Source records:

# # #

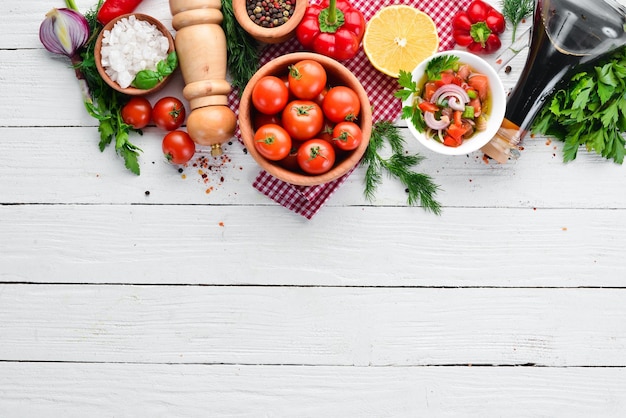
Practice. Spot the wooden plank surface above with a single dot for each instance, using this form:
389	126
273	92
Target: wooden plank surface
164	390
187	293
337	326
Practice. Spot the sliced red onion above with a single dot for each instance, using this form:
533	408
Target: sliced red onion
451	90
454	103
429	118
64	31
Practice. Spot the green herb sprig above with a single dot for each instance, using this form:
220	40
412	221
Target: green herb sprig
420	187
409	88
105	104
515	11
242	50
146	79
437	65
590	110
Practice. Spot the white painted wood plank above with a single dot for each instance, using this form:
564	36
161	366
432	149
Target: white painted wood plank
130	390
64	165
343	246
313	326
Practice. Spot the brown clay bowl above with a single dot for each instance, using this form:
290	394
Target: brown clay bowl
269	35
337	75
132	91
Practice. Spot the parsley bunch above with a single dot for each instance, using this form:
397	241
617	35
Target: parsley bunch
590	110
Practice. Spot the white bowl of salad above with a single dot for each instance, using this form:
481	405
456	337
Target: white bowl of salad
453	102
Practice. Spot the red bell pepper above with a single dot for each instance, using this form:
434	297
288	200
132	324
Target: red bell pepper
114	8
478	27
333	28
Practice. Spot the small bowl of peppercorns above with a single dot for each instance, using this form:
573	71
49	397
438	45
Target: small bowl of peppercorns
269	21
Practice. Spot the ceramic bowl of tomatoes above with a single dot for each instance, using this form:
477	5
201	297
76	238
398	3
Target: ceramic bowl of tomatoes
305	118
458	104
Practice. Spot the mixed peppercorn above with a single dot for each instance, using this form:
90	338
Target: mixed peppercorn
270	13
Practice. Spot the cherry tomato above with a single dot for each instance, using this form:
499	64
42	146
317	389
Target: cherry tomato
272	142
326	133
316	156
137	112
168	113
303	119
290	162
259	119
307	79
341	103
178	147
319	99
347	136
270	95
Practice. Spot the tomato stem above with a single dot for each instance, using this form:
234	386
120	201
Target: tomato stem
332	12
331	18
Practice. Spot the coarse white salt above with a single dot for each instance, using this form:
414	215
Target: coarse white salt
132	45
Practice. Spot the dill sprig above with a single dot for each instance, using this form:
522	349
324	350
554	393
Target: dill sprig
516	10
241	48
420	187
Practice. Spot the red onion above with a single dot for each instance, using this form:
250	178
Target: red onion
429	118
64	31
453	90
454	103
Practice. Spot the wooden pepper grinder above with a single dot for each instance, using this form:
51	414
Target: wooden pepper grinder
201	48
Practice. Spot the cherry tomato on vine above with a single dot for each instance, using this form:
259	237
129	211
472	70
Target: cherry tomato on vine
307	79
270	95
272	142
137	112
316	156
347	136
303	119
341	103
168	113
178	147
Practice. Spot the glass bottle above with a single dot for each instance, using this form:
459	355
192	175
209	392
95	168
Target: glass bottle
565	34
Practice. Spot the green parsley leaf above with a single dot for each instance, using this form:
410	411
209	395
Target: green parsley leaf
437	65
589	110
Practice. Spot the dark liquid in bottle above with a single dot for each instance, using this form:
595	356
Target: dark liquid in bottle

# # #

§ Goal of the exercise
All of the data above should be printed again exactly, though none of the pictures belong in the copy.

§ Solved exercise
Practice. Spot the wooden plank surface above with a single dot for each instance, using this form:
389	126
273	92
Target: wooden plank surface
164	390
187	293
337	326
Practice. Spot the sliced red onion above with a single dot for each instance, using this form:
533	408
Target: sliced red onion
451	90
454	103
429	118
64	31
Practice. Spot the green herb sprig above with a single dot for each instance, using this form:
220	40
412	221
Target: green herb sprig
420	187
409	88
105	104
515	11
242	50
146	79
437	65
590	110
Practice. Spot the white painted wood plank above with a single dot for each instance, using this form:
564	36
161	366
432	149
Target: white painted wood plank
130	390
64	165
343	246
313	326
Practice. Spot the brown clay bowl above with a single dot for each instance, using this form:
290	394
Target: brown clay bowl
269	35
337	75
132	91
Practice. Spot the parsley bunch above with a single dot for each instance, using this form:
397	241
617	35
Target: parsley bunch
590	110
Practice. Spot the white bowl of salad above with a single dot for each instance, using this form:
481	405
456	337
Target: white bowl of salad
453	102
Practice. Spot the red bell pepper above with a single dot for each instance, using this form:
434	297
288	200
132	324
Target: red bell pepper
114	8
478	27
333	28
Practice. Spot the small bowl of peppercorns above with a single dot for each instance, using this form:
573	71
49	397
438	45
Target: small bowl of peppercorns
269	21
Practice. Spot the ceramic bowl of tomatoes above with a single dot for each instance, using this form:
477	5
201	297
76	238
398	3
Target: ceramic bowl of tomatoes
305	118
458	104
Practice. Spot the mixed peppercorn above with a single dot for each instance, using this form:
90	338
Target: mixed peppercorn
270	13
Practice. Spot the cherry tomato above with a single dot for each instance, using this form:
499	64
42	146
317	389
Target: cherry tomato
272	142
326	133
316	156
137	112
168	113
303	119
290	162
259	119
307	79
341	103
178	147
319	99
347	136
270	95
Practice. Spot the tomato stem above with a single dot for each instance, using this form:
234	386
120	201
Target: tomato stem
332	12
331	18
Practice. Spot the coarse white salt above with a single dot for each instance, using this form:
414	215
Target: coarse white salt
132	45
Practice. Spot the dill sprig above with a single dot for each instance, using this form:
522	349
324	350
554	393
Target: dill sprig
516	10
241	48
420	187
Practice. Spot the red onion above with a single dot for each instance, using this form:
250	178
Target: red onion
429	118
64	31
453	90
454	103
Practice. Spot the wooden pepper grinder above with a single dot for each instance, using this form:
51	414
Target: wooden pepper grinder
201	48
Practice. Spot the cherry tomato on vine above with a single dot for each instance, using this form:
259	237
129	211
472	70
Target: cherry tomato on vine
307	79
270	95
272	142
137	112
316	156
347	136
303	119
341	103
168	113
178	147
Practice. Spot the glass bottle above with a single dot for each instance, using this form:
459	355
192	175
209	392
95	168
Target: glass bottle
565	34
Practice. Spot the green parsley leaf above with a single dot for each instance, using this form:
410	411
209	395
Target: green parsley leaf
437	65
589	110
Practice. Spot the dark liquid in bottle above with a single dot for each instance, using this form:
595	356
Target: dark liquid in bottle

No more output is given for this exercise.